> Required action:
Word for word, write out all of the entries that follow.

> Data extract:
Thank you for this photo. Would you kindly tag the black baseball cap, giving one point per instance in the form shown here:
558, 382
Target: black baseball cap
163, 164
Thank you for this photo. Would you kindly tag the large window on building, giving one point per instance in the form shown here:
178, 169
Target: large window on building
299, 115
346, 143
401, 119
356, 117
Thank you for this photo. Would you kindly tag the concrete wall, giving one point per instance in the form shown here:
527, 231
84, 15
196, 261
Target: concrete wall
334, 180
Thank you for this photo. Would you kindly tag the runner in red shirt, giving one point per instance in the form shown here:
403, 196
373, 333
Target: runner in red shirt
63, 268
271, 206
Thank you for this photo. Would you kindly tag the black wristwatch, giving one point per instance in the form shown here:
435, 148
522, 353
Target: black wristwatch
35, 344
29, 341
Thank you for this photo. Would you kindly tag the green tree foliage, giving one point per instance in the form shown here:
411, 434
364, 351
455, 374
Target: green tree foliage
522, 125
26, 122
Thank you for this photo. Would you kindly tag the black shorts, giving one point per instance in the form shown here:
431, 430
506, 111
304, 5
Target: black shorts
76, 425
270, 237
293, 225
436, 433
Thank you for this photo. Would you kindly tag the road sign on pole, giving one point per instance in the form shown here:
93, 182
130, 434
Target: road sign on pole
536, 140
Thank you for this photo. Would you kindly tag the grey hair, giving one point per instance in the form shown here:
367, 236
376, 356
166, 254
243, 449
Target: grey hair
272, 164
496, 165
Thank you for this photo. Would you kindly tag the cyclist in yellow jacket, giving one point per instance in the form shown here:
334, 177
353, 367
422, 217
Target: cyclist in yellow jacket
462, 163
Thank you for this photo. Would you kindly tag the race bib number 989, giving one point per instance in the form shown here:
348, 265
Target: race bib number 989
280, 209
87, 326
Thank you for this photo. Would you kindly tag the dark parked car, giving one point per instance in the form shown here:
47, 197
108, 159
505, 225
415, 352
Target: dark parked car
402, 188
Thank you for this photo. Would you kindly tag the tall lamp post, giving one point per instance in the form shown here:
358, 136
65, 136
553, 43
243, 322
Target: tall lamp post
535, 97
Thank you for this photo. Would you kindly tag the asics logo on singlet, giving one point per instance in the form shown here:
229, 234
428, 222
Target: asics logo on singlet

> Worked solution:
Thank you for this photo. Would you kindly tag the black baseball cap, giving one point per instance in the form shown here:
558, 382
Target: black baseball cap
163, 164
Thank you for this photo. Would you kindly tag the large window on building, giving one point per instance in the form shown here:
178, 169
Target: large window on building
299, 115
346, 143
401, 119
356, 117
Thank you for this photo. Would you kindly tag the concrete wall, giving one point per instance in the form shown here:
527, 231
84, 15
196, 261
Target: concrete wall
334, 180
Thank you for this photo. Would you kindly tag the runner in red shirt, giving one point per instance in the form shown here:
403, 196
373, 333
Target: runner in red shirt
63, 268
271, 206
Thank you for this photo. Would you kindly tag the black wristwatch, giving one point per instance in the form shown here:
435, 148
522, 353
Target: black wristwatch
35, 344
29, 341
Thank you for this photo. Would you kindly tag the green tree foliage, giving one point per instance in the form shown here:
411, 434
364, 351
455, 374
Target: green tree foliage
522, 125
26, 122
Thank you for this photo. Would you kindly tag the black shorts, giving one point per instance in the form shown here:
431, 430
506, 111
304, 5
Target: black shorts
76, 425
270, 237
293, 225
436, 433
Thank you for this photo. Would you kindly tag the road sign on pole, giving one point per instance in the form shown here:
93, 182
130, 434
Target: road sign on pole
536, 140
Thank you for this photo. Would you kindly tag the grey hair, giving one point per instance in the form shown here:
367, 236
376, 356
166, 254
243, 449
Target: grey hair
272, 164
496, 165
Thank you for this photo. Would you kindly tag the cyclist in yellow jacket, giving one point per instance in the form shown here:
334, 177
353, 367
422, 217
Target: cyclist in yellow jacket
462, 163
Thank you for this photo. Would you kindly tag the race bib number 989, giving one point per instance in the form shown here:
348, 265
Target: race bib number 989
280, 209
87, 326
Thank you for this photo. Would you kindly tag the dark parked car, giving one point per instance in the form shown here:
47, 197
108, 159
505, 225
415, 352
Target: dark parked car
402, 188
Thank you for this photo. Would you kindly tag the tall lamp post, giving one point per instance in the form shown here:
358, 136
65, 136
553, 43
243, 322
Target: tall lamp post
535, 97
Thank you for this photo. Would you kindly tag the asics logo on singlet, giving one point per instance in the form shown here:
229, 234
428, 222
Target: asics logo on singlet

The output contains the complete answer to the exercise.